— Page text —
>>>>
Not all Amish vaccinate their children, with concerns over safety, money and thwarting God’s will.  Amish apparently also vaccinate their horses at a lower rate.

Human vaccination has been a hot issue for many years.  We don’t really think as much about animal vaccinations.  However animal-borne diseases are a potential danger, and not just to a farmer’s bottom line.

Officials in New York are trying to get horse-owners, and in particular Amish in the state to immunize their beasts against an equine brain virus.

Amish Horse VaccinationThis is apparently a public safety danger as the virus can move from horses to humans via mosquito.  There is no vaccine for humans available.  In fact a young girl in upstate New York died last year of the disease.

Since money is an issue, it looks like a state grant is going to help cover the cost.  But will all Amish comply?

Karen Johnson-Weiner, who probably knows the New York Amish better than anyone, said she wasn’t able to speak for all Empire State Amish even though she thought many would.  “The Amish are first to say, ‘We’re all human. We’re like you,’…Some do things, some don’t do things.”

Yesterday it turns out the first vaccination clinic was held at the “Herschberger farm” in the Heuvelton, NY Amish settlement.

It’s a little unnerving to read that “no vaccine is available” for this or that scary disease.  We’re getting to the point where it seems there is a pill or shot for just about everything, and what were once death-sentence illnesses are now curable or manageable or preventable.  However science doesn’t have a solution for everything, and probably never will, even though what has been achieved is nothing short of amazing.

I’d imagine a horse vaccine is available and a human one isn’t because, after all, the virus primarily strikes that animal.  In any case this is another little reminder that life is, and always will be, only partially safety-proofed.
<<<<
— Record extracts —
>>>>
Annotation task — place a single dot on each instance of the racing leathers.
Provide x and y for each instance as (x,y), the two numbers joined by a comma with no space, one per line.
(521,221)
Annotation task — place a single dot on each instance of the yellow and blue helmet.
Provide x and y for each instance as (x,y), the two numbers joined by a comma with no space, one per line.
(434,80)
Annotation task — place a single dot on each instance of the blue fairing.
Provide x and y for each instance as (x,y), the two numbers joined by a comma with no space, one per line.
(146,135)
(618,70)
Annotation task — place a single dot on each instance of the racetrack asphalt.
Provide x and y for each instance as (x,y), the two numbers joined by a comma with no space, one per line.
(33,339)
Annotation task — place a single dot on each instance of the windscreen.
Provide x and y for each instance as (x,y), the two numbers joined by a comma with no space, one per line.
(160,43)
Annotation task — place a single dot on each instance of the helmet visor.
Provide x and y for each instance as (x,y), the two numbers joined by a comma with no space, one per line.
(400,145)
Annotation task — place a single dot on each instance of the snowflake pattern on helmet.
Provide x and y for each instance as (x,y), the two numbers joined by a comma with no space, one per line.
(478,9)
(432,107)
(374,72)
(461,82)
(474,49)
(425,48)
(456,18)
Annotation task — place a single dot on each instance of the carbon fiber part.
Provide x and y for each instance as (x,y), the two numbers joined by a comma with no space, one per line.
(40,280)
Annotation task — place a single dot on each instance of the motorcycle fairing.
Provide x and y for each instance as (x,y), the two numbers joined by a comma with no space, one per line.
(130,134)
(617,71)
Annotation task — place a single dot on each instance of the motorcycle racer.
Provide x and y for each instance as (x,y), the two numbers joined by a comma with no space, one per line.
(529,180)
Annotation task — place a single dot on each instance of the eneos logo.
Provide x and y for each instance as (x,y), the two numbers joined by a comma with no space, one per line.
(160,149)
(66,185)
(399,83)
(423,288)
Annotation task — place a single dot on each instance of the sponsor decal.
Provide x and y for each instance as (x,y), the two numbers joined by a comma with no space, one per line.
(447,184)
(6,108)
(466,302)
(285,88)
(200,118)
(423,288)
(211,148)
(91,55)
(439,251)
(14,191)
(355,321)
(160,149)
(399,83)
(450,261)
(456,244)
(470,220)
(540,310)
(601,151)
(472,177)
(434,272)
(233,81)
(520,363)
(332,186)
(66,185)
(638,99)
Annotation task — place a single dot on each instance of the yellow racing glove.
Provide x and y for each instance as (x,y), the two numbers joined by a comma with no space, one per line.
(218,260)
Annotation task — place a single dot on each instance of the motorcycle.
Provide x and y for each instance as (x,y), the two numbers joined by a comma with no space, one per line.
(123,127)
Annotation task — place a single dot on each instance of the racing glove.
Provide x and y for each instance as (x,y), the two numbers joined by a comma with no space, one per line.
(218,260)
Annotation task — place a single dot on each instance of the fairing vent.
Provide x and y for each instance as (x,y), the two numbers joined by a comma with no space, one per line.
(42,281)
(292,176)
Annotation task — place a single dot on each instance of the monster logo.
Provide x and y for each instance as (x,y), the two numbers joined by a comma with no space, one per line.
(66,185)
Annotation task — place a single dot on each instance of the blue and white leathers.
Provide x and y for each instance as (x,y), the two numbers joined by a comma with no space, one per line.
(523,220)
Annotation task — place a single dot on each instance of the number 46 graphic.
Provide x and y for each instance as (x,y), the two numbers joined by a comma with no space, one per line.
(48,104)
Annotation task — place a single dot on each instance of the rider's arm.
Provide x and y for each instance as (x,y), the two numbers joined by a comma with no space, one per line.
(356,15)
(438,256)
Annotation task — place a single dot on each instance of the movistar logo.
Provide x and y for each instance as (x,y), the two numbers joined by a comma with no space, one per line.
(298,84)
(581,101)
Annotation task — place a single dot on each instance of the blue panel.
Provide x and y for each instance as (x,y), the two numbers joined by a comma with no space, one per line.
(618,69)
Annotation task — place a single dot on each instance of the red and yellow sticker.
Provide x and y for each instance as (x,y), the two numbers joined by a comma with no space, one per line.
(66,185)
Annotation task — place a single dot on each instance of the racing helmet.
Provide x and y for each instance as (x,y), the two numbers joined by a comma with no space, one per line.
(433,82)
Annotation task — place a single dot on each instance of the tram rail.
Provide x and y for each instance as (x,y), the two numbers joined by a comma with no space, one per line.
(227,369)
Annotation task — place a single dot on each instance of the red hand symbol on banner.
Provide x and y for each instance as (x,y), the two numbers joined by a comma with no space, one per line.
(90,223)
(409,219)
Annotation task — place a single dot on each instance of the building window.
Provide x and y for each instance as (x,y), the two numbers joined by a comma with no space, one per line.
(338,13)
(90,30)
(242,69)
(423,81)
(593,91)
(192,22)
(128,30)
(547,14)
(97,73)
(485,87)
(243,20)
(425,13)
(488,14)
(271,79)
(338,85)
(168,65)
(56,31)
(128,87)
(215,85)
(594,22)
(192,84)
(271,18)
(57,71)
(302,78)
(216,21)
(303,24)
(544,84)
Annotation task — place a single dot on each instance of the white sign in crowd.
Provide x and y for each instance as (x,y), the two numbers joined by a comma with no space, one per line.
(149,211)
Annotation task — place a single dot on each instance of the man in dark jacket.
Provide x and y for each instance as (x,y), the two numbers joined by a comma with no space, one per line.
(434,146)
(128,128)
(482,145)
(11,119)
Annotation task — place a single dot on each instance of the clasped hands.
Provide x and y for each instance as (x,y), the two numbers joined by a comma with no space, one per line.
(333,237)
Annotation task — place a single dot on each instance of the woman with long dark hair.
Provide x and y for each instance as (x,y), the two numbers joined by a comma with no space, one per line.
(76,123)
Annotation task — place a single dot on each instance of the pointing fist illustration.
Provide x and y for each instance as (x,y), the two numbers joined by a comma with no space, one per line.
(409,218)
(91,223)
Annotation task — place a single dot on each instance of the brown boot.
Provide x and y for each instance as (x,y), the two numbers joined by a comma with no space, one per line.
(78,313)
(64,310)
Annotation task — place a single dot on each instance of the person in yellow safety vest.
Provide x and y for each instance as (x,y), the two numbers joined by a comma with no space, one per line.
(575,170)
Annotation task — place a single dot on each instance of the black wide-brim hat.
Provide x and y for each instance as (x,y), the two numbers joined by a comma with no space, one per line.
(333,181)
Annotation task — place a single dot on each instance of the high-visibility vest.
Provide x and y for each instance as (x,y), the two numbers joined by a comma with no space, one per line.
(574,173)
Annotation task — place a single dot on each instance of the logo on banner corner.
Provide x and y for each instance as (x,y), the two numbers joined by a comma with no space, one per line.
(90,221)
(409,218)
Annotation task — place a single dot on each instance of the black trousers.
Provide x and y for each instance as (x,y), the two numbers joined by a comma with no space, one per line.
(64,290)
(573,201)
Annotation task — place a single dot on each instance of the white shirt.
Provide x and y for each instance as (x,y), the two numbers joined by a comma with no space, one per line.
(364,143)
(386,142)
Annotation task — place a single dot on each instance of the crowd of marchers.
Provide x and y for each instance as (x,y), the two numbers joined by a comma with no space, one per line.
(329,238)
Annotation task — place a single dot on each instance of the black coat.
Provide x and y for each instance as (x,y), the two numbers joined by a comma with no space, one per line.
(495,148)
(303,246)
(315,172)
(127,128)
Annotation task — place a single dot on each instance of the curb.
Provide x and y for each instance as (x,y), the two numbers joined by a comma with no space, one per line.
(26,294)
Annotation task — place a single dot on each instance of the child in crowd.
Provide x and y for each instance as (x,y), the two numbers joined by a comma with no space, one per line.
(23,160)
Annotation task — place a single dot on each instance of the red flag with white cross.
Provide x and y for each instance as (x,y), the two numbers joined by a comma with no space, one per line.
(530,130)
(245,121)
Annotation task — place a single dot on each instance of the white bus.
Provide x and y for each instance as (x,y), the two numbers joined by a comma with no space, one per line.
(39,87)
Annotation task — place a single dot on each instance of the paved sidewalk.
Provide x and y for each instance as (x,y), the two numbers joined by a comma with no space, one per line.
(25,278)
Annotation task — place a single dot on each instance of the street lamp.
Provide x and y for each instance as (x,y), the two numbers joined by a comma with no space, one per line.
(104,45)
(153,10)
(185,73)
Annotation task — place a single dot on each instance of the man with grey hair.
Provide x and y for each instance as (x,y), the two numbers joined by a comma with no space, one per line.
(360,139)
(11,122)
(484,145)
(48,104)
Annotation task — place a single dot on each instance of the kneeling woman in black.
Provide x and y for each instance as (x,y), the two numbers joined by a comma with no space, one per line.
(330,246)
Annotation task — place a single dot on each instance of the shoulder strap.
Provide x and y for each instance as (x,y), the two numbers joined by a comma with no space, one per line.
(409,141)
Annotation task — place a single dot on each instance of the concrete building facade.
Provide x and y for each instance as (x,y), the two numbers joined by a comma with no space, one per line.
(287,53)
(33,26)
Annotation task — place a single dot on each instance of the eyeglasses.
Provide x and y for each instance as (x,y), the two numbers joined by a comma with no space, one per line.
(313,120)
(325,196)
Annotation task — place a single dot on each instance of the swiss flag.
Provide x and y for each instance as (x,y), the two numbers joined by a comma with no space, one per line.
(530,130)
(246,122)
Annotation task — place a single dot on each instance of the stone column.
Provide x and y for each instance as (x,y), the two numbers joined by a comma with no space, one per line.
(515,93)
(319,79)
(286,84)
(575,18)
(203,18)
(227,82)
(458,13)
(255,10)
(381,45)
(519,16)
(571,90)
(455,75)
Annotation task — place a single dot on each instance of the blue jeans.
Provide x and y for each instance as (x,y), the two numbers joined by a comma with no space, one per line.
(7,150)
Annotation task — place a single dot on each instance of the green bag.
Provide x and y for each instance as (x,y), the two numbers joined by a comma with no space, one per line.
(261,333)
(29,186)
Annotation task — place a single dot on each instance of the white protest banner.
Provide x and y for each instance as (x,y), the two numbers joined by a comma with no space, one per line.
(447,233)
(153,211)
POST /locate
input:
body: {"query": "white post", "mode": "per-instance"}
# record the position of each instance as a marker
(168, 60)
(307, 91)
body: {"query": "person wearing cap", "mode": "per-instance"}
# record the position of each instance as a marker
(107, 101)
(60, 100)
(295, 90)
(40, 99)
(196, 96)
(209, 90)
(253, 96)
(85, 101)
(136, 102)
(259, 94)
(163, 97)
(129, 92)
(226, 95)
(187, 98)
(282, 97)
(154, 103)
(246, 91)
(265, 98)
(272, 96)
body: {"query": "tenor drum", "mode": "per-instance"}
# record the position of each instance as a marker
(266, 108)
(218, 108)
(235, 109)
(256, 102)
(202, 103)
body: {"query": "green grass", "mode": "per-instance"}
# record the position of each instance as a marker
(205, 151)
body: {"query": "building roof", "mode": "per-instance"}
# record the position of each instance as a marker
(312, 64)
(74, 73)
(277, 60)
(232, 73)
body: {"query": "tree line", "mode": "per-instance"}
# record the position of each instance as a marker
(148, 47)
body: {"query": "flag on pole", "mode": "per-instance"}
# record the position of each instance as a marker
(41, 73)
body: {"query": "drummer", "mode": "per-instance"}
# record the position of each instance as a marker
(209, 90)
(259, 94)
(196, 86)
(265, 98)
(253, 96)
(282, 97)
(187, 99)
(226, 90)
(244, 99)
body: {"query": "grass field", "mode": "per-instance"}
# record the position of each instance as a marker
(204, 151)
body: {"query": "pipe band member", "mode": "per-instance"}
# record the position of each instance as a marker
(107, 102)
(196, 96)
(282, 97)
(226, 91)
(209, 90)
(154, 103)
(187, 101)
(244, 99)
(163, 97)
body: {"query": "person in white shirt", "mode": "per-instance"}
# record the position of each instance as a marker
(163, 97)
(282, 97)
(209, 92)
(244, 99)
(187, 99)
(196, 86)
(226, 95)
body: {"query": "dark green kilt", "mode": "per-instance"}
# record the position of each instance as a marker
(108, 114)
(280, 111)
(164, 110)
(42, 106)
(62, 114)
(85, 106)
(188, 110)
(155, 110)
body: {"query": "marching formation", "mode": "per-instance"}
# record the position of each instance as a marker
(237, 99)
<<<<
— What to do —
- A) Say whether each of these statements agrees with the text on Amish horse vaccination. For each one, answer yes or no and quote the words from the text that decide it. (i) A vaccine against the equine brain virus is available for humans. (ii) The first vaccination clinic was held at the "Herschberger farm." (iii) A state grant is expected to help pay for the vaccinations.
- B) From the text on Amish horse vaccination, echo word for word the part that opens with the words containing "Not all Amish" and closes with "a lower rate.".

— Answer set —
- A)
(i) No: "There is no vaccine for humans available."
(ii) Yes: "the first vaccination clinic was held at the “Herschberger farm” in the Heuvelton, NY Amish settlement."
(iii) Yes: "it looks like a state grant is going to help cover the cost."

- B)
Not all Amish vaccinate their children, with concerns over safety, money and thwarting God’s will.  Amish apparently also vaccinate their horses at a lower rate.